__Dataset entries__
-.-.-

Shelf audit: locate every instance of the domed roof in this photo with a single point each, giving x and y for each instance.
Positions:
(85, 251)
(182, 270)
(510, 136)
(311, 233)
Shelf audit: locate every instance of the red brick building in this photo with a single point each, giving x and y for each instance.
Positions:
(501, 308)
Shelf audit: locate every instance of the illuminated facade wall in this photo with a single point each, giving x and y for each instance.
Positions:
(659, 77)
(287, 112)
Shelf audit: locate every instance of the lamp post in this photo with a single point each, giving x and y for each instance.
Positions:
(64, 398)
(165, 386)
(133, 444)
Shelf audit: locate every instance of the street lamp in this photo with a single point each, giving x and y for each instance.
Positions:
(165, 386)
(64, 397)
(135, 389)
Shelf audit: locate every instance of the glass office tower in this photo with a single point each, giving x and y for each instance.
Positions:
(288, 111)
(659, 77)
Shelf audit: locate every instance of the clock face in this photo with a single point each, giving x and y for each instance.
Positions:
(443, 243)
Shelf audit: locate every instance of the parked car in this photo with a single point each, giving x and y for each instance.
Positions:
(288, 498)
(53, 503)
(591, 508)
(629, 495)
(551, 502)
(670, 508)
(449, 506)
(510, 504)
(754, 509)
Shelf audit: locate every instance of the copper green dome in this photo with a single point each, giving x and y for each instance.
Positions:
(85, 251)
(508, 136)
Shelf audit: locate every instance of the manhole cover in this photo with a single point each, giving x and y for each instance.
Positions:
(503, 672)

-.-.-

__Task brief__
Copy every entry exactly, missing none.

__Output for this exercise__
Shelf audit: locate every instance of the domed roof in this photo with a single point each, giving x and y for each instance.
Positions:
(85, 251)
(182, 270)
(510, 136)
(311, 233)
Shelf audit: locate every instance of the red brick building in this photo with a single point each, giving x and y for each instance.
Positions:
(501, 308)
Shelf audit: locate every instance of the illuminated facade wall in this photo with a single point each, giving x and y for each instance.
Positions:
(659, 77)
(287, 112)
Shelf audit: locate every instance of the lamp post in this photo with a single point each, giving x and y for each instance.
Positions:
(64, 398)
(165, 386)
(133, 444)
Shelf audit: locate every instance of the street lamp in this photo with a single point each, giving x and y for each instance.
Positions:
(165, 386)
(64, 397)
(135, 389)
Shelf audit: locate every instance of the glass office tower in this photo with a single point each, giving x and y for each instance.
Positions:
(288, 111)
(659, 77)
Shelf audit: locate every instance of the clock face in this photo with a single point each, giving x and y for each instance.
Positions:
(443, 243)
Shelf audit: locate every instance of the parked car in this photo with a single point each, giving x and y for each instance.
Positions:
(288, 498)
(53, 503)
(591, 508)
(629, 495)
(551, 502)
(670, 508)
(449, 506)
(510, 504)
(754, 509)
Shelf audit: locate every instance of the copper green dome in this photo with a single point each, giving x and y for each instance.
Positions:
(85, 251)
(508, 136)
Shelf audit: locate every instance of the manhole cover in this photo with a single point each, giving x and y for each instance.
Positions:
(503, 672)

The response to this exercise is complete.